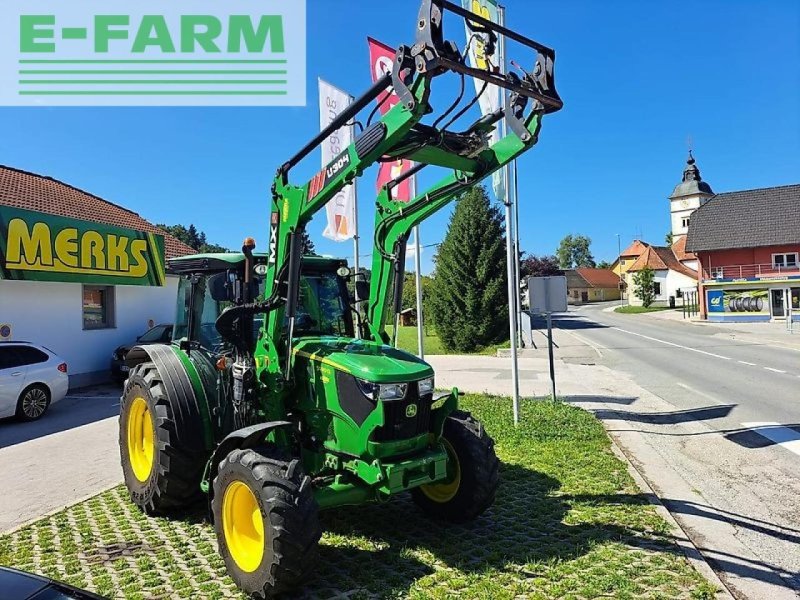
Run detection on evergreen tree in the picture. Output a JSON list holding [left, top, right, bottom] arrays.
[[430, 186, 508, 352]]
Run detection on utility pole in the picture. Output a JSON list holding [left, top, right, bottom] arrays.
[[617, 234, 625, 306], [497, 6, 519, 425]]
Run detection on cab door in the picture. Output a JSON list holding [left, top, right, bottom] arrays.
[[0, 344, 28, 418]]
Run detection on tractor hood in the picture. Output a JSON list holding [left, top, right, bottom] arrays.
[[294, 337, 433, 383]]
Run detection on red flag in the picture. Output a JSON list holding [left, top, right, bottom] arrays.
[[367, 38, 413, 202]]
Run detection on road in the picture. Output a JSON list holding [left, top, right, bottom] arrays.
[[555, 306, 800, 600], [0, 386, 122, 534]]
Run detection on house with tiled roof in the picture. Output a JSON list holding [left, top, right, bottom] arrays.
[[686, 185, 800, 321], [0, 166, 194, 387], [564, 267, 620, 304]]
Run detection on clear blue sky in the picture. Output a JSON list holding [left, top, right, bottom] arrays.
[[0, 0, 800, 272]]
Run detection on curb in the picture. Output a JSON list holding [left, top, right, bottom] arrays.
[[604, 438, 735, 600]]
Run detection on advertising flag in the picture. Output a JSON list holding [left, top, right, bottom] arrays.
[[461, 0, 505, 199], [319, 79, 357, 242], [367, 38, 414, 202]]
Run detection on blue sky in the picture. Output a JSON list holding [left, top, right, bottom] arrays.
[[0, 0, 800, 273]]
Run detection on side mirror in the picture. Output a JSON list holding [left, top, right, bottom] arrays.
[[355, 279, 369, 301], [207, 273, 231, 302]]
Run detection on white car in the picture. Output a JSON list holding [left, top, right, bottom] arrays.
[[0, 342, 69, 421]]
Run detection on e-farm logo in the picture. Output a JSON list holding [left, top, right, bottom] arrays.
[[0, 0, 306, 106]]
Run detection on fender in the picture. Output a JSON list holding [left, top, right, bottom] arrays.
[[202, 421, 294, 506], [125, 344, 215, 453]]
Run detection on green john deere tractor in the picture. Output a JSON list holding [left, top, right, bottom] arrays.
[[119, 0, 562, 598]]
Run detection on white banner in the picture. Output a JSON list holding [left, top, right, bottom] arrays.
[[319, 79, 358, 242], [461, 0, 505, 200]]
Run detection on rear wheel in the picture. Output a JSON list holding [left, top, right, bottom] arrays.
[[119, 363, 207, 512], [17, 383, 50, 421], [211, 449, 321, 598], [411, 411, 500, 523]]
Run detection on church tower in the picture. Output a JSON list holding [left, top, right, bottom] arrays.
[[669, 150, 714, 243]]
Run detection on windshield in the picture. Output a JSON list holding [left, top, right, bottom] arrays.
[[295, 273, 352, 337], [138, 325, 167, 344]]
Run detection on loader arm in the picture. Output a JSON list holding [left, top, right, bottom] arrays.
[[362, 94, 544, 343]]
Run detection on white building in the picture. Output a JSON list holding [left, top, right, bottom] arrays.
[[0, 166, 194, 387], [625, 151, 714, 306]]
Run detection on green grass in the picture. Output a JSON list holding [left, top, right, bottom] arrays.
[[614, 304, 680, 315], [386, 325, 510, 356], [0, 396, 714, 600]]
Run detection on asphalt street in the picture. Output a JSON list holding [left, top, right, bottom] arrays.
[[555, 305, 800, 598]]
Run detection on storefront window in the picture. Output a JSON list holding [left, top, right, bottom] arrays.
[[83, 285, 114, 329]]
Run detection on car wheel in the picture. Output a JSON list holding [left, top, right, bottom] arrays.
[[17, 383, 50, 421]]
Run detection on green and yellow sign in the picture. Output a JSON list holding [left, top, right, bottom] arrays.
[[0, 206, 165, 286]]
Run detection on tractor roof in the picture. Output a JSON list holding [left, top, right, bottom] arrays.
[[167, 252, 347, 273]]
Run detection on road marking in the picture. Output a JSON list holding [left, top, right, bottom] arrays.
[[611, 327, 732, 360], [675, 381, 726, 406], [742, 422, 800, 456]]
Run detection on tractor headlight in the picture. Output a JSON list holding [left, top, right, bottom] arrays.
[[356, 378, 408, 402], [378, 383, 408, 400], [417, 377, 433, 396]]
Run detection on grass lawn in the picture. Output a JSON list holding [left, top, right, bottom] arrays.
[[614, 304, 680, 315], [386, 325, 510, 356], [0, 396, 715, 600]]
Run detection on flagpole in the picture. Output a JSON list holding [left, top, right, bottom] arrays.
[[497, 5, 519, 425]]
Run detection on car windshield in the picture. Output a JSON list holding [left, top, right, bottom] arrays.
[[139, 325, 166, 343]]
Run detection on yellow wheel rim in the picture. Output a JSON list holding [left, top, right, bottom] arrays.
[[222, 481, 264, 573], [419, 438, 461, 504], [128, 396, 156, 483]]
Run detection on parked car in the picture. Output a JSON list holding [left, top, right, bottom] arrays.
[[111, 323, 172, 383], [0, 567, 105, 600], [0, 342, 69, 421]]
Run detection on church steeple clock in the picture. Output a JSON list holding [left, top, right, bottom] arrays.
[[669, 150, 714, 243]]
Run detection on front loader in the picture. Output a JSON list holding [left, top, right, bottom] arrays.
[[119, 0, 561, 598]]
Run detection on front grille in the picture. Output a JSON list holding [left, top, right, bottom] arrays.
[[373, 383, 433, 442]]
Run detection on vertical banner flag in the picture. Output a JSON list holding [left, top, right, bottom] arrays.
[[319, 79, 356, 242], [461, 0, 505, 200], [367, 37, 413, 202]]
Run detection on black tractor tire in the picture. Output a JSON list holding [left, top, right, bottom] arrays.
[[16, 383, 50, 421], [119, 362, 208, 514], [211, 448, 322, 599], [411, 410, 500, 523]]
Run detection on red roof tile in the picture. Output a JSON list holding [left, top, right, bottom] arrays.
[[672, 235, 697, 261], [0, 165, 196, 258], [575, 267, 619, 289], [628, 246, 697, 279], [620, 240, 650, 256]]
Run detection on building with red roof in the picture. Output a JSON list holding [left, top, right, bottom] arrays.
[[0, 166, 195, 387]]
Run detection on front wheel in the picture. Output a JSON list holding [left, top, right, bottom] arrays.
[[411, 411, 500, 523], [211, 449, 322, 598]]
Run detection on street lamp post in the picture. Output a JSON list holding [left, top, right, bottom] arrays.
[[617, 234, 625, 306]]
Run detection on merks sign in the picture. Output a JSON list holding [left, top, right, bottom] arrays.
[[0, 207, 165, 286]]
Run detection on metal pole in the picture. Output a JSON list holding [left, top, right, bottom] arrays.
[[617, 234, 625, 306], [497, 6, 519, 425], [514, 159, 522, 348], [547, 312, 556, 402]]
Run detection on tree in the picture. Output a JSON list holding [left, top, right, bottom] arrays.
[[633, 267, 656, 308], [156, 223, 230, 254], [519, 254, 563, 281], [556, 234, 595, 269], [430, 186, 508, 352]]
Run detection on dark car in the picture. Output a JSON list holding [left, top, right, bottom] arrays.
[[111, 323, 172, 383], [0, 567, 105, 600]]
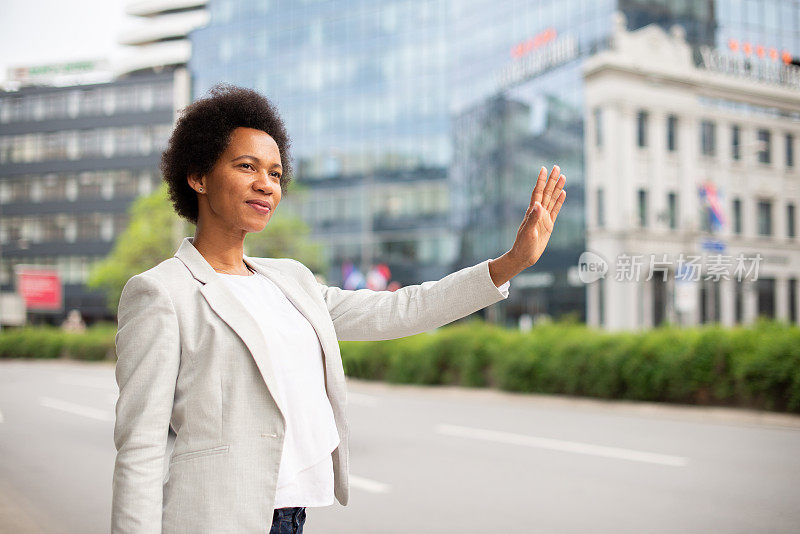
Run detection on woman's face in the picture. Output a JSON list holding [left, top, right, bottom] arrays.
[[188, 127, 283, 233]]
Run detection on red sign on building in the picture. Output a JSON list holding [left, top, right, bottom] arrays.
[[17, 265, 64, 311]]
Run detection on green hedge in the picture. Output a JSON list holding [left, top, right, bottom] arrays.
[[0, 321, 800, 413], [340, 321, 800, 413], [0, 323, 116, 360]]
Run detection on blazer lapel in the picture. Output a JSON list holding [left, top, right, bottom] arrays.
[[175, 237, 286, 414], [244, 255, 344, 396]]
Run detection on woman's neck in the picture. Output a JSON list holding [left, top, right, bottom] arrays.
[[192, 226, 250, 275]]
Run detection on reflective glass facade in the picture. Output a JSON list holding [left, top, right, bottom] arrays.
[[190, 0, 797, 322]]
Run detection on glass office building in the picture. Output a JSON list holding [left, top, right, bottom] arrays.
[[190, 0, 797, 322]]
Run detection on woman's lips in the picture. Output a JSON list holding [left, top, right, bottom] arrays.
[[247, 202, 269, 214]]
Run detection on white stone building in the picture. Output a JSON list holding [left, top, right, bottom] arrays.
[[584, 16, 800, 330]]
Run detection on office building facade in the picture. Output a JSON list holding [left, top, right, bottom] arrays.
[[190, 0, 797, 323], [585, 19, 800, 330], [0, 72, 180, 323]]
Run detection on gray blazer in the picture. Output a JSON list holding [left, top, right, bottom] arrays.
[[111, 237, 508, 534]]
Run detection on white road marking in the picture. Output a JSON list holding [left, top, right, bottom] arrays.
[[39, 397, 114, 421], [347, 391, 378, 406], [349, 475, 391, 493], [436, 424, 689, 467], [57, 375, 117, 390]]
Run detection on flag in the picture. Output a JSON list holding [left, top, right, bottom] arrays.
[[342, 261, 367, 289], [700, 182, 725, 229], [367, 263, 392, 291]]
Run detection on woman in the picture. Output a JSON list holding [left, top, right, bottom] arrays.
[[112, 85, 566, 534]]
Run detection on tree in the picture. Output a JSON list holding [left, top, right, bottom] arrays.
[[86, 183, 188, 313], [244, 181, 328, 273], [92, 183, 327, 313]]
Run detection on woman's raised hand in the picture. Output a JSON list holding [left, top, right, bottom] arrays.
[[509, 165, 567, 269]]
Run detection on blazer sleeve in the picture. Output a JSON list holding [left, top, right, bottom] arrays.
[[111, 273, 180, 534], [317, 260, 509, 341]]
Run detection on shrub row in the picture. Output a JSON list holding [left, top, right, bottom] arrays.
[[0, 321, 800, 413], [0, 323, 116, 360], [340, 321, 800, 413]]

== Task brief ==
Write out again, exactly, the lines from the one holding "Run detection on white road" through the end of the listing, with both ends included.

== Exercise result ==
Run detection on white road marking in the picture. Output a JSON list holding [left, top, right, bottom] arrays.
[[39, 397, 114, 421], [347, 391, 378, 406], [349, 475, 391, 493], [436, 424, 689, 467], [57, 375, 117, 390]]
Run detection on flag in the picture. Output a JSON list holding [left, top, right, bottom] arrays.
[[342, 261, 367, 289], [700, 182, 725, 229], [367, 263, 392, 291]]
Run detection on woman in the picture. Output a JSON list holding [left, top, right, bottom] arrays.
[[112, 85, 566, 534]]
Run detection on tree in the picture. Output a JSON list holding [left, top, right, bottom] arrays.
[[86, 183, 188, 313], [244, 181, 328, 273], [92, 183, 327, 313]]
Run detection on woman's raised hand in the picture. Output a JSON list holding [left, top, right, bottom] arrays.
[[509, 165, 567, 269]]
Run detection on blazer sleeve in the picture. Output a JSON list holding [left, top, right, bottom] arrays.
[[111, 273, 180, 534], [317, 260, 509, 341]]
Run detection on shrub row in the picture. Output a JSON list holding [left, top, right, bottom] arrays.
[[0, 321, 800, 413], [0, 323, 116, 360], [340, 321, 800, 413]]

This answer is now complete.